* [Wat moet je doen]:
Waarin moet de master volgens de tekst over de kerncompetenties zijn eigen wetenschappelijk onderzoek nauwkeurig vastleggen?

* [De tekst]:

"""

Kerncompetenties van klinisch wetenschappelijk onderzoek

Master in de biomedische wetenschappen

Algemene kerncompetenties

1. De master is vertrouwd met de gangbare wetenschappelijke en praktische aspecten van preklinisch geneesmiddelenonderzoek en met de belangrijkste concepten van moleculaire en cellulaire technieken in het biomedische vakgebied.

2. De master kan klinische en diagnostische gegevens voor specifieke ziektebeelden combineren met moleculaire en cellulaire gegevens om hypothesen op te stellen over de betrokken moleculaire en cellulaire pathofysiologische werkingsmechanismen vanuit ‘state of the art literatuur’ en kan zelfstandig experimentele gegevens op een correcte manier interpreteren in de context van de gestelde hypothese.

3. De master kan zelfstandig een biomedische vraagstelling kritisch analyseren en beoordelen, kan op zelfstandige en nauwgezette manier onderzoeksstrategieën uitwerken, experimenten plannen en uitvoeren, wetenschappelijke data verzamelen en op (bio)statistisch correcte manier analyseren, interpreteren en de juiste conclusies trekken uit (eigen) experimentele bevindingen om vervolgens het eigen onderzoeksplan gericht en concreet bij te kunnen sturen.

4. De master kan autonoom functioneren in een onderzoeksteam, zowel in multidisciplinaire als internationale onderzoeksnetwerken. De master is in staat de eigen leerprocessen op autonome wijze verder te plannen, het eigen professioneel denken en handelen te evalueren en bij te sturen en heeft een levenslang-leren-attitude.

5. De master kan met correcte wetenschappelijke bewoordingen op een kritische en heldere manier mondeling en schriftelijk communiceren, presenteren en vragen beantwoorden over zowel wetenschappelijke literatuurgegevens als eigen onderzoekswerk en dit voor zowel een breed algemeen publiek als met collega wetenschappers.

6. De master kan eigen wetenschappelijk onderzoek accuraat rapporteren in een lab notebook met het oog op bewaring van Intellectuele Eigendomsrechten (IP) en reproduceerbaarheid/ traceerbaarheid van het werk voor andere onderzoekers. De master bezit de basiskennis omtrent reglementering van innovatie en octrooien en kan hiermee rekening houden bij het opstellen, uitvoeren en publiceren van het eigen onderzoek.

7. De master kan maatschappelijke, juridische en ethische implicaties van het onderzoek waar de master zelf bij betrokken is inschatten, beoordelen en de correcte beslissingen hieromtrent nemen. De master kan hierbij op een verantwoorde en wettelijk correcte manier proefdierexperimenten inbouwen in het eigen wetenschappelijk onderzoek.

Klinisch wetenschappelijk onderzoek

8. De master kan zelfstandig de sensitiviteit, specificiteit en predictieve waarden van laboratoriumtesten bepalen; kan van de klinisch microbiologische, biochemische en hematologische testen de technische en medische validatie van de testresultaten analyseren. De master kan onderzoeksvragen en -strategieën formuleren op basis van de verworven fundamentele inzichten in de verschillende onderzoeksdomeinen van deze discipline.

9. De master is vertrouwd met de gangbare wetenschappelijke, legale en praktische aspecten van het preklinisch en klinisch geneesmiddelen device onderzoek bij de mens.

10. De master heeft wetenschappelijk inzicht en praktische ervaring in de klinisch gangbare beeldvormingstechnieken, klinische laboratoriumtechnieken en technische functieonderzoeken bij de mens.

"""

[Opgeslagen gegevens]

"""

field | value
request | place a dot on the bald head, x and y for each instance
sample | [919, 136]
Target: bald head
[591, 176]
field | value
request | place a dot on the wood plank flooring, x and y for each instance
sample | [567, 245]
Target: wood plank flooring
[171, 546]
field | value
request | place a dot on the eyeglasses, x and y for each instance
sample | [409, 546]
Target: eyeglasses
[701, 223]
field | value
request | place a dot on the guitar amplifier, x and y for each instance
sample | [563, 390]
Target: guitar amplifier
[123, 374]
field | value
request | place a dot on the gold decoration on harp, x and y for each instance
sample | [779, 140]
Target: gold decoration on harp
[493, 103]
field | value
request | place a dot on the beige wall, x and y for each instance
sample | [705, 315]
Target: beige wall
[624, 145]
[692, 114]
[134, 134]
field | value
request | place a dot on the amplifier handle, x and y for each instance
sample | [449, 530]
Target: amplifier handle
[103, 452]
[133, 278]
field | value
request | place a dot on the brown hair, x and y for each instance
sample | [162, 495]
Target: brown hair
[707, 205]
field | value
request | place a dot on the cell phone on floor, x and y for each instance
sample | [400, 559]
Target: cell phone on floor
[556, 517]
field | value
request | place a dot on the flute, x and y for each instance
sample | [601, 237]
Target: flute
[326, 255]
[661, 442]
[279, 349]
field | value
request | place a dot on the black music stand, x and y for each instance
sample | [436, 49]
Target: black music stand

"""

* [Het antwoord]:
In een lab notebook.